**Text excerpt**
Friday Follies #136 – Making Grammar Great Again, One Hyphen at a Time

This week the Grammar Cop’s red pencil was very busy – she found no fewer than 11 (ELEVEN!) boo-boos in one full-page ad, in a tabloid-size newspaper. Argh!

Let’s see if you can find them (and correct them)!

  1. “…the new pill contains key ingredients that keeps the bladder from releasing voluntarily, which reduces accidents and…” [TWO ERRORS HERE]
  2. “The active ingredients in UriVarx® comes from a patented formula.”
  3. “…certain hormonal changes in the body cause these muscles to shrink and become lose.”
  4. “…I’m no longer living in constant fear of finding a bathroom.”
  5. “The double blind, placebo control study took place…”
  6. “Additionally, at the end of clinical trial and after seeing the results, …”
  7. “The clinical findings are incredible, but people still wonder if it will really work” explains Dr. Bassam Damaj. “It’s normal … amazing product.”
  8. “However, is approved by Health Canada.”
  9. “This is caused by hormonal changes in the body that causes the muscles to…”
  10. “When they become too small and weak, they cannot seal your bladder shut, which….   It also prevents your…”

 

Corrections & explanations:

  1. The verb “keeps” is incorrectly written in the third-person singular, whereas it should be in the plural form, keep, since its subject is the plural noun, “ingredients.”
    The second error here is a tad more subtle. Did you catch that “voluntarily”? It does not make sense in the meaning of the sentence. (If the pill kept you from urinating “voluntarily,” you’d be in big trouble, wouldn’t you?!) The word should be involuntarily.
  2. Another verb that doesn’t agree with its subject: It shouldn’t be “comes,” it should say come, the plural form, to agree with the plural noun “ingredients.”
  3. “…become lose”? Really? Do they become lost? The desired word here is loose, (the opposite of tight). (Loose rhymes with – and is spelled like – caboose.)
  4. The mistake here is similar to “voluntarily” in #1 above. The person is not “in constant fear of finding a bathroom.” Rather, s/he is afraid of not finding a bathroom.
  5. Hyphen-o-phobia reigns supreme. These are two compound adjectives, so it should read: The double-blind, placebo-controlled study… Note also that the phrase is actually placebo-controlled, with the -ed ending.
  6. There is a missing word the before “clinical.” Proofreader needed!
  7. You’ll probably never catch this error, since you haven’t seen the entire full-page ad. But I will tell you that nowhere in the ad does it ever mention who on earth this “Dr.” is, i.e., what institution he works for, what credentials he has, where he’s from, etc. Nada. He’s a mystery man! (Or woman!) So much for his name and the “Dr.” honorific, probably meant to boost credibility of the product. Guess what – it doesn’t!
  8. The word it is missing, before the verb “is.” Where’s that danged proofreader?

**Task statement**
Rewrite everything in the Friday Follies post from "7. You’ll probably" down to "that danged proofreader?", replacing "mystery man" with "man of mystery".

**Dataset items**

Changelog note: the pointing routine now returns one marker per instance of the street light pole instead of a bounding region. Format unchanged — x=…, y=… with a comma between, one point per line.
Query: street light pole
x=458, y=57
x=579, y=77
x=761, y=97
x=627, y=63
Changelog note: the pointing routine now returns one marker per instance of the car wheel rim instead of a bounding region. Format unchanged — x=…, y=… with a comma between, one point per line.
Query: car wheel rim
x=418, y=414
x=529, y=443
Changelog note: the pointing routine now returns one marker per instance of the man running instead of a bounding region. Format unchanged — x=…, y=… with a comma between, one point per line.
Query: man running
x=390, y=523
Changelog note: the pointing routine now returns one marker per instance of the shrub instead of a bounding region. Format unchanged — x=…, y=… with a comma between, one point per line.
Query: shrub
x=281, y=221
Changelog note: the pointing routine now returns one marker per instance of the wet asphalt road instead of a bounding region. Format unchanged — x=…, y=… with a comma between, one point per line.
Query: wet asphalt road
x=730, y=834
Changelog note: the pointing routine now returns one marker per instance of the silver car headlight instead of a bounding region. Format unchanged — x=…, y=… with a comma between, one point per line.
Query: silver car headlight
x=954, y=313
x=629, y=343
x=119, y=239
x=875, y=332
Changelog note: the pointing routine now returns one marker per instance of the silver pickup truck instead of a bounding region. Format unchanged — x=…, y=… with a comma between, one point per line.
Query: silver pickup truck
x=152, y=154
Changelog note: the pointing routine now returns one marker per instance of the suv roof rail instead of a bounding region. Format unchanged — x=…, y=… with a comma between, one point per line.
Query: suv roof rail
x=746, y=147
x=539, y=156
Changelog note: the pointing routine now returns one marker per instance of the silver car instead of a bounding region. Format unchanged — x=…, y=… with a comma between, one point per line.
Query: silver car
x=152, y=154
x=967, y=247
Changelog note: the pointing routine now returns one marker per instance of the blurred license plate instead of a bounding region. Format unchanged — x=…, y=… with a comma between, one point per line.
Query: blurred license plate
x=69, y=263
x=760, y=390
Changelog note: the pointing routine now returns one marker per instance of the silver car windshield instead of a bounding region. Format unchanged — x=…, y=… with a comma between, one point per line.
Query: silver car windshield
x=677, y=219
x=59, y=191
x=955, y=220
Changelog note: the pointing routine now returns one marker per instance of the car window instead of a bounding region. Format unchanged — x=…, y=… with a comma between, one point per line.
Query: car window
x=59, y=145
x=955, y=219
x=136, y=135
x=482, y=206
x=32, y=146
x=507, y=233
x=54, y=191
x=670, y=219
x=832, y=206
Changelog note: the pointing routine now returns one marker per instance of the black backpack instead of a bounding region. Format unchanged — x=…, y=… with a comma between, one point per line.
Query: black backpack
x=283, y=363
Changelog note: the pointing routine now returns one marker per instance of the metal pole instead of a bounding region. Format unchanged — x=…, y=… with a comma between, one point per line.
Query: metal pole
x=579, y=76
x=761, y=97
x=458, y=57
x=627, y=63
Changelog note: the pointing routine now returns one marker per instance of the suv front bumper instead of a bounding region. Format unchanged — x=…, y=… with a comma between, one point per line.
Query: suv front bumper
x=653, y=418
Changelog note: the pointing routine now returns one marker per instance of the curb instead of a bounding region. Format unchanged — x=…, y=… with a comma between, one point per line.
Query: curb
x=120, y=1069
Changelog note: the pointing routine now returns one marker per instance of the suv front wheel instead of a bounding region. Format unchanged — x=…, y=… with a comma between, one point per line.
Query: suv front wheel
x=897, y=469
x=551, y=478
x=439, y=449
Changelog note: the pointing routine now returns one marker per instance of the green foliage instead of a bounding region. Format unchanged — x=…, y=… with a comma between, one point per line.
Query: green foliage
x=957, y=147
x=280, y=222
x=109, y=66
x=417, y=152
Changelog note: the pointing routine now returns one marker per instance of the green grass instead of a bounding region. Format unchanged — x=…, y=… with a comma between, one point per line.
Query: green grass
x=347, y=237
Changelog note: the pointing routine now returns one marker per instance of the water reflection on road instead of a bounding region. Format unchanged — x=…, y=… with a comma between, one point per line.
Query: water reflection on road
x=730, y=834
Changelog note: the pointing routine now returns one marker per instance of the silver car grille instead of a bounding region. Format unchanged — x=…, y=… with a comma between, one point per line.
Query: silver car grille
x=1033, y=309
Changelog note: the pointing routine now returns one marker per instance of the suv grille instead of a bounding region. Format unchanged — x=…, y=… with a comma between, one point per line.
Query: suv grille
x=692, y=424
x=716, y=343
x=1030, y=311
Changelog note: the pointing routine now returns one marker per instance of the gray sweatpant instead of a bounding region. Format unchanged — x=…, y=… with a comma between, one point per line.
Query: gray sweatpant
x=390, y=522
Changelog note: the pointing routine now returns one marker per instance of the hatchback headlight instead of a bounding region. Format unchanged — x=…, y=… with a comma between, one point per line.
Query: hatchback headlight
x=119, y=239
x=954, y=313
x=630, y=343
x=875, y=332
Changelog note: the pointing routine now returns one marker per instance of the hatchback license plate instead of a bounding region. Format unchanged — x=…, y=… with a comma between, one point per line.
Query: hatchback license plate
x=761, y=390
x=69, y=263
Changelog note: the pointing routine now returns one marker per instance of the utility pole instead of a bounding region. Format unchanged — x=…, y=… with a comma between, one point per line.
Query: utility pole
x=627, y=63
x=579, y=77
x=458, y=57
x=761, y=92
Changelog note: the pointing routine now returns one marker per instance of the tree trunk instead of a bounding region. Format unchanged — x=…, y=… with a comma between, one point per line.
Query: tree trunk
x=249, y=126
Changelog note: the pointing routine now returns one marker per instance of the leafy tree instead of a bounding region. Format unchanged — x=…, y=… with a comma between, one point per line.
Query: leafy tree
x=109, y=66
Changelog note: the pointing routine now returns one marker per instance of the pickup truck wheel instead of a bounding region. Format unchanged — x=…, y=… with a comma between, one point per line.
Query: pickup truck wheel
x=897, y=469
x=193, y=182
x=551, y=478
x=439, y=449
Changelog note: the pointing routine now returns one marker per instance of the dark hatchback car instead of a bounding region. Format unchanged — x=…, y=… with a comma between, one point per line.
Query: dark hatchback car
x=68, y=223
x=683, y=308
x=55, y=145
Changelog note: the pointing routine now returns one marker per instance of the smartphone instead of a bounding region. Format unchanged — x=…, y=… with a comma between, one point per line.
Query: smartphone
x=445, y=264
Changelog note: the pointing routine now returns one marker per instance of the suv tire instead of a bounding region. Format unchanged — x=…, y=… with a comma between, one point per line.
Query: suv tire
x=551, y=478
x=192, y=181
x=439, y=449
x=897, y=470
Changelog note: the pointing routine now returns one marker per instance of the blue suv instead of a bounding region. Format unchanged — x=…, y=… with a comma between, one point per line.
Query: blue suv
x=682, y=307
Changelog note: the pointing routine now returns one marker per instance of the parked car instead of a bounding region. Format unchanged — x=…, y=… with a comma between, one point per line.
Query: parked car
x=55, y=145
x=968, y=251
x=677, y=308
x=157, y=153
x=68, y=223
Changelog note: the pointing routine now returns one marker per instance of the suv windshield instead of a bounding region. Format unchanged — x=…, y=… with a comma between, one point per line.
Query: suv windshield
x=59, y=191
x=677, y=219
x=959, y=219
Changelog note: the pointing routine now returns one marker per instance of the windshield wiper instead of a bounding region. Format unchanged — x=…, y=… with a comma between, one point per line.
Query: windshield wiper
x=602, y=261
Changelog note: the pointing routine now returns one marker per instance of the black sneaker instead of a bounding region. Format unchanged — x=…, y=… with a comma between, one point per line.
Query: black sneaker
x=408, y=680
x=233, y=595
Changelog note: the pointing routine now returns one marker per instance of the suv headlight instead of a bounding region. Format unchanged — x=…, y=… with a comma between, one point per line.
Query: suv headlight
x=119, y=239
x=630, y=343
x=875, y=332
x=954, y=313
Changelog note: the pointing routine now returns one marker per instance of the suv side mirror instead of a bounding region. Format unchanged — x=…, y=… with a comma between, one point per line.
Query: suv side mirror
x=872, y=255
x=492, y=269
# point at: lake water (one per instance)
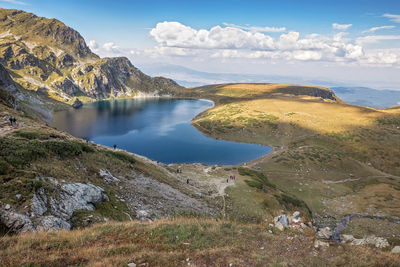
(156, 128)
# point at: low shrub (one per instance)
(121, 156)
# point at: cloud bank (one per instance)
(232, 41)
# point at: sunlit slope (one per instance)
(257, 90)
(182, 242)
(339, 159)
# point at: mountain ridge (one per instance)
(54, 59)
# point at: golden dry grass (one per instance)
(177, 242)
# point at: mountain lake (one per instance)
(156, 128)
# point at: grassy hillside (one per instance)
(340, 159)
(182, 242)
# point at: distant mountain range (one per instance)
(45, 56)
(361, 96)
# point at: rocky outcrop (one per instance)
(55, 57)
(378, 242)
(77, 103)
(53, 211)
(7, 84)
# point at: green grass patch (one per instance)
(121, 156)
(257, 176)
(290, 202)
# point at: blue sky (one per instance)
(300, 39)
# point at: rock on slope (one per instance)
(46, 55)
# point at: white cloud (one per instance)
(242, 44)
(110, 47)
(256, 28)
(14, 2)
(374, 29)
(176, 39)
(93, 45)
(392, 17)
(376, 38)
(175, 34)
(341, 27)
(307, 55)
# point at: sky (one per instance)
(357, 41)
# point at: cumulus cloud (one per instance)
(257, 28)
(341, 27)
(238, 42)
(110, 47)
(392, 17)
(175, 34)
(374, 29)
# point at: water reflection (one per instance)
(157, 128)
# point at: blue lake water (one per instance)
(159, 129)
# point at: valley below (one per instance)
(271, 174)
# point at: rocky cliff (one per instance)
(46, 56)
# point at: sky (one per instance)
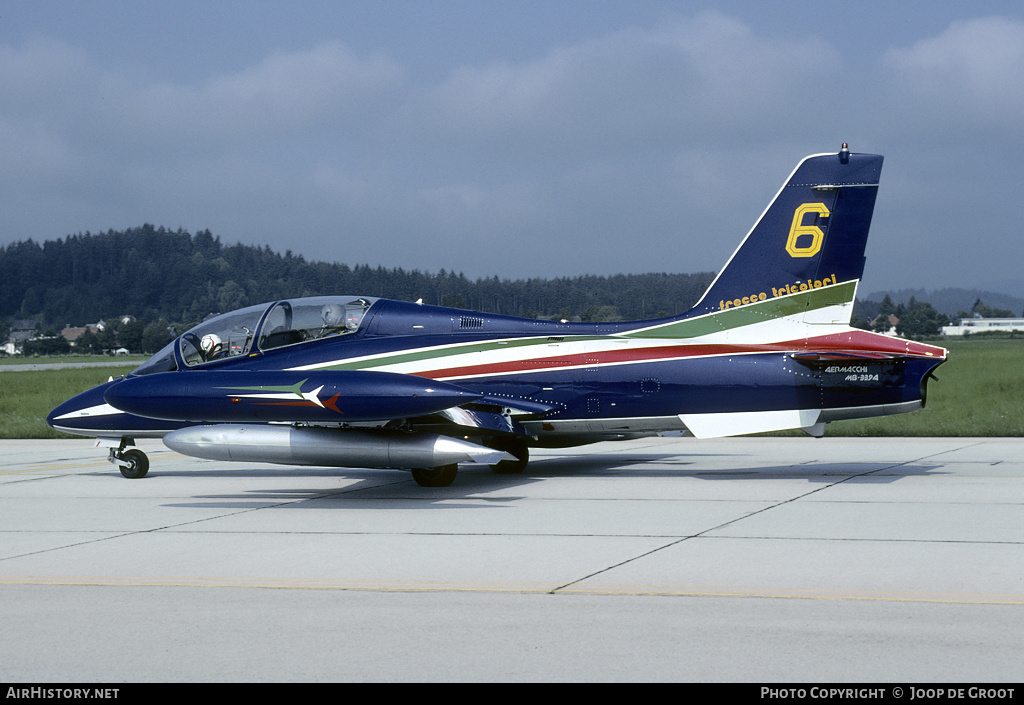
(517, 138)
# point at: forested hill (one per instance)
(159, 275)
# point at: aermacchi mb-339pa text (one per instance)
(358, 381)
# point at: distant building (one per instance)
(979, 325)
(891, 329)
(19, 332)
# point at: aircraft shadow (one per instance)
(396, 489)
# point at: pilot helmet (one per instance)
(333, 315)
(210, 343)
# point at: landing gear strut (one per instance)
(517, 449)
(133, 463)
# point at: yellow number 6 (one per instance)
(799, 229)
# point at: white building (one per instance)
(969, 326)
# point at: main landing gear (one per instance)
(444, 474)
(133, 463)
(435, 477)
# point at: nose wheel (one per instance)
(133, 463)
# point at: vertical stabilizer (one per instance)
(812, 235)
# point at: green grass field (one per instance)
(979, 391)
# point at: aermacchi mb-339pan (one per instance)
(358, 381)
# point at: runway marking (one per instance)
(517, 588)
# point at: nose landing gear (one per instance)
(133, 463)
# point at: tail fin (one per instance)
(811, 236)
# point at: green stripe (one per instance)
(794, 304)
(438, 355)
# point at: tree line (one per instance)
(168, 281)
(171, 280)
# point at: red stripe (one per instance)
(855, 341)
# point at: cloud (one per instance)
(970, 75)
(695, 77)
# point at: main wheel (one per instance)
(435, 477)
(520, 451)
(137, 464)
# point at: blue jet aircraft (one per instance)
(358, 381)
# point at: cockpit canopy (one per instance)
(261, 328)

**Output below**
7. You’ll probably never catch this error, since you haven’t seen the entire full-page ad. But I will tell you that nowhere in the ad does it ever mention who on earth this “Dr.” is, i.e., what institution he works for, what credentials he has, where he’s from, etc. Nada. He’s a man of mystery! (Or woman!) So much for his name and the “Dr.” honorific, probably meant to boost credibility of the product. Guess what – it doesn’t!
  8. The word it is missing, before the verb “is.” Where’s that danged proofreader?